→ **RECORDS**:
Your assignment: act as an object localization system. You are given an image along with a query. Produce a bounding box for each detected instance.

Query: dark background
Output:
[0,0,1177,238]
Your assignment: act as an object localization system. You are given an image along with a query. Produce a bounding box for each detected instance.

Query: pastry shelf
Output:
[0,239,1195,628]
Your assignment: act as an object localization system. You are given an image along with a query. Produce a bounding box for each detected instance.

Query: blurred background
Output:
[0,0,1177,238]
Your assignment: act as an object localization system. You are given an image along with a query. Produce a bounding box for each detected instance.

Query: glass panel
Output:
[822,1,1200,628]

→ **INSTRUCTION**:
Copy out all the items above line for line, leaving their wording unchanged, and shift every bounding-box coordinate in the outputs by -49.

→ **WRITTEN SOLUTION**:
Your assignment: act as an object localization system. You are given an image along with a query. Produce a bounding box for each detected instance.

Query: dark background
Output:
[-49,-49,1128,189]
Your assignment: act as an object localization system. You are given an image along with a query. Produce a bounding box for each detected instance.

Query: pastry shelf
Output:
[-49,190,1146,579]
Your assignment: act as an object localization system. You are given an image along with a query. Produce a bounding box for each detected instance.

Query: blurred background
Output:
[-49,-49,1128,189]
Your assignment: act as an object localization system. You are given an image along with a query. Produce a bounding box for each detected instance.

Query: glass panel
Output:
[773,-48,1151,579]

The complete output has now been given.